--- Text ---

Different platforms structured data differently, complicating comparative analysis. Twitter provided subjects, objects, and predicates; Dev.to offered tags and descriptions; Reddit had titles and comments; Stack Overflow used survey questions. The solution standardized data through platform-specific preprocessing pipelines that extracted comparable features: textual content, metadata categories, temporal information, and frequency counts. Creating normalized CSV exports enabled consistent analysis in the R Shiny dashboard regardless of source platform.

As an additional contribution to the Strategic and Competitive Intelligence project, I developed a sophisticated R-based tool for extracting structured data from Stack Overflow. This custom scraper served us for the data gathering phase.

The scraper implements a modular architecture with clear separation of concerns across seven R scripts. The main.r file orchestrates the entire workflow, coordinating query formulation, link collection, data extraction, and output generation. The classes.r module defines R6 object-oriented structures for Questions, Answers, and Comments, enabling hierarchical data modeling that preserves the natural structure of Stack Overflow content. The queryOptions.r system handles advanced query formulation, supporting all Stack Overflow search operators including tags, score thresholds, view counts, and code snippets.

The tool supports filtering through Stack Overflow's search syntax, enabling users to construct precise queries. Users can filter by tags like python or opencv while excluding others, specify minimum scores to focus on high-quality questions, require minimum answer counts to ensure solutions exist, and sort by view counts to identify widely-encountered problems. The system can even search for specific code patterns, enabling identification of how particular APIs or functions are being used in practice. Support for closed/duplicate filtering helps focus on active, unique questions. The query builder works both interactively through prompts and programmatically through parameter passing, providing flexibility for different use cases.

---

Work order A:
From the text, quote the stretch from "As an additional" through "and code snippets.".
Work order B:
List the comparable features that the text says the platform-specific preprocessing pipelines extracted.

--- Available data ---

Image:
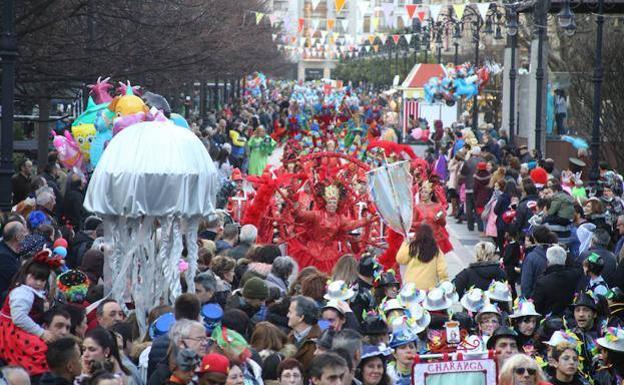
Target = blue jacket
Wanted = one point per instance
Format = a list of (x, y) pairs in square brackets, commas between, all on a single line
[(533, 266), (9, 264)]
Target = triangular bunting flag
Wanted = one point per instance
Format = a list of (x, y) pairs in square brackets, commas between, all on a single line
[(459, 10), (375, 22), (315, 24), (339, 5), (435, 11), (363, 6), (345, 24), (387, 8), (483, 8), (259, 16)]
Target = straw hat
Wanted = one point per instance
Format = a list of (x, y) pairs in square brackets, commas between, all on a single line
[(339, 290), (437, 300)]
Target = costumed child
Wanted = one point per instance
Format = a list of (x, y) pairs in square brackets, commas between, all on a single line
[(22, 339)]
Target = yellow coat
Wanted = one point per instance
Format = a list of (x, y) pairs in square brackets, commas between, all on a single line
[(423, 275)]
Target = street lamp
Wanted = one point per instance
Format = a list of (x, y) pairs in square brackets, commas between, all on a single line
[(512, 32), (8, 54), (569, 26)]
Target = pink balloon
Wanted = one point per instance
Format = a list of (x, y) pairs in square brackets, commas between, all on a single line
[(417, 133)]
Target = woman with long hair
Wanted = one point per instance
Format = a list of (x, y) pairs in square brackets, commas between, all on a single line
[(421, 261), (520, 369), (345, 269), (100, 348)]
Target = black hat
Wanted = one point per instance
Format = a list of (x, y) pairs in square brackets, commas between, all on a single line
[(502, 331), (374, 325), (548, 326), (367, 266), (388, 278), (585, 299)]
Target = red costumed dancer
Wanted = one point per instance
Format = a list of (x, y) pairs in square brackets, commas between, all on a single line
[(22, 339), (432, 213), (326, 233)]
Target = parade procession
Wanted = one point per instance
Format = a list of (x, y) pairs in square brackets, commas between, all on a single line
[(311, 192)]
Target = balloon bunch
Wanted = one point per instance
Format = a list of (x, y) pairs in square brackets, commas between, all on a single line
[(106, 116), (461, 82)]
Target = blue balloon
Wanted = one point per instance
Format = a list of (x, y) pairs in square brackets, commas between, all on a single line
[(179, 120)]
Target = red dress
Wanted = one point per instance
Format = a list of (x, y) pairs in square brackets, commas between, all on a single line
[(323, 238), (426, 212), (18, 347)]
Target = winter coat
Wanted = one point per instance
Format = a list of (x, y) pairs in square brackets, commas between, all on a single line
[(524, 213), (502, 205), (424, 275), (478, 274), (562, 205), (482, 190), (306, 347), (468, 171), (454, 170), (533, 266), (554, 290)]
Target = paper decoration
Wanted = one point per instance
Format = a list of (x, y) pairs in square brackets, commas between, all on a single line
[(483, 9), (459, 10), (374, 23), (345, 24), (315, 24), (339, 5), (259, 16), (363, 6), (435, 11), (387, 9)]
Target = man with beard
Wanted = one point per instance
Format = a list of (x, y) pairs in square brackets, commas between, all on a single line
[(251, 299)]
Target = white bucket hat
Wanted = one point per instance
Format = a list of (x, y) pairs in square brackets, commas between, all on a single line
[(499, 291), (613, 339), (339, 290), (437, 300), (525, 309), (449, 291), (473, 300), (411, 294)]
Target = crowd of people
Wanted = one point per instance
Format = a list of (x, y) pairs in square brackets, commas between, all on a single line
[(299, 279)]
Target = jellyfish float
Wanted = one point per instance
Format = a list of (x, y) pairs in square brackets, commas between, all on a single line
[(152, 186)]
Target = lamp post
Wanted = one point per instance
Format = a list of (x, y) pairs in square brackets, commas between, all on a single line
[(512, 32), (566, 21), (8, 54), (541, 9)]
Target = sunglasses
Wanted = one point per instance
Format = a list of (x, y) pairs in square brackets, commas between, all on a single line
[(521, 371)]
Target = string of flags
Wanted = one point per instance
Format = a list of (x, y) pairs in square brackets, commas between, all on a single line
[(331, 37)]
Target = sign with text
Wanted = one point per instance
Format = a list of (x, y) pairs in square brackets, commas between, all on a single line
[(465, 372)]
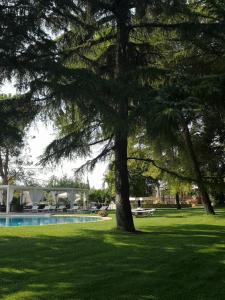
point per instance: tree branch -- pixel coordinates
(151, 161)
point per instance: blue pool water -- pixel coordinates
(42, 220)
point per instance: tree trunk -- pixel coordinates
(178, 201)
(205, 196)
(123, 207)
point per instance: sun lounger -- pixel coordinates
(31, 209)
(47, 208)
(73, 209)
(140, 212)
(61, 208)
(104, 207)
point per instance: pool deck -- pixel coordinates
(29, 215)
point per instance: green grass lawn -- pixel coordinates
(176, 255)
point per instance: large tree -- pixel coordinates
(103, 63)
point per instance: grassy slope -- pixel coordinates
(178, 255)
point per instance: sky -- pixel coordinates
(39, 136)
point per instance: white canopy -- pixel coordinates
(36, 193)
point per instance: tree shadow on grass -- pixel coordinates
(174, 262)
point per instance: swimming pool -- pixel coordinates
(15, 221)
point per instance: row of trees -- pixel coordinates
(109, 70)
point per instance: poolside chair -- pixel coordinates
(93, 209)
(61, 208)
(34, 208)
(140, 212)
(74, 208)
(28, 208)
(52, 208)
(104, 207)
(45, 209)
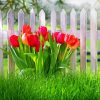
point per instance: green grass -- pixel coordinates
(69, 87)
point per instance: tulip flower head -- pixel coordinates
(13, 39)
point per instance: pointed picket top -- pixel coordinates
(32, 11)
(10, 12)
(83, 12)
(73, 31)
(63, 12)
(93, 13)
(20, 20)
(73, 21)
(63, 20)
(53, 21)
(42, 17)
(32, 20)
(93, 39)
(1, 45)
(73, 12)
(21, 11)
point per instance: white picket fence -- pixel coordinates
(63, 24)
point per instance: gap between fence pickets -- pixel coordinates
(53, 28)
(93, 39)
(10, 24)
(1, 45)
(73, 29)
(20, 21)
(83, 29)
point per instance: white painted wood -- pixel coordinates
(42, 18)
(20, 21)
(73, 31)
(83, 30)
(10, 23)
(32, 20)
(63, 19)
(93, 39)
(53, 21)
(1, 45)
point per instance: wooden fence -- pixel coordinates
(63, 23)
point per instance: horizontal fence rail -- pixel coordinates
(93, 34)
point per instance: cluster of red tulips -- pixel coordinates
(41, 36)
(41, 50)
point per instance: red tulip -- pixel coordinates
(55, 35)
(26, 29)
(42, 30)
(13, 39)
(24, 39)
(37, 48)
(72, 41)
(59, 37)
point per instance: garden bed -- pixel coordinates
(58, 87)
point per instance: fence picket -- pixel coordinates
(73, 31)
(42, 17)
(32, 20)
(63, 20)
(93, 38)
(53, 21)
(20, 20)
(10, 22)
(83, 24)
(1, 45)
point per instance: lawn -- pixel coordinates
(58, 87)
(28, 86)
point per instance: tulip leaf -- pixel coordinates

---

Task response A:
As an additional contribution to the Strategic and Competitive Intelligence project, I developed a sophisticated R-based tool for extracting structured data from Stack Overflow. This custom scraper served us for the data gathering phase.

The scraper implements a modular architecture with clear separation of concerns across seven R scripts. The main.r file orchestrates the entire workflow, coordinating query formulation, link collection, data extraction, and output generation. The classes.r module defines R6 object-oriented structures for Questions, Answers, and Comments, enabling hierarchical data modeling that preserves the natural structure of Stack Overflow content. The queryOptions.r system handles advanced query formulation, supporting all Stack Overflow search operators including tags, score thresholds, view counts, and code snippets.

Task response B:
textual content, metadata categories, temporal information, frequency counts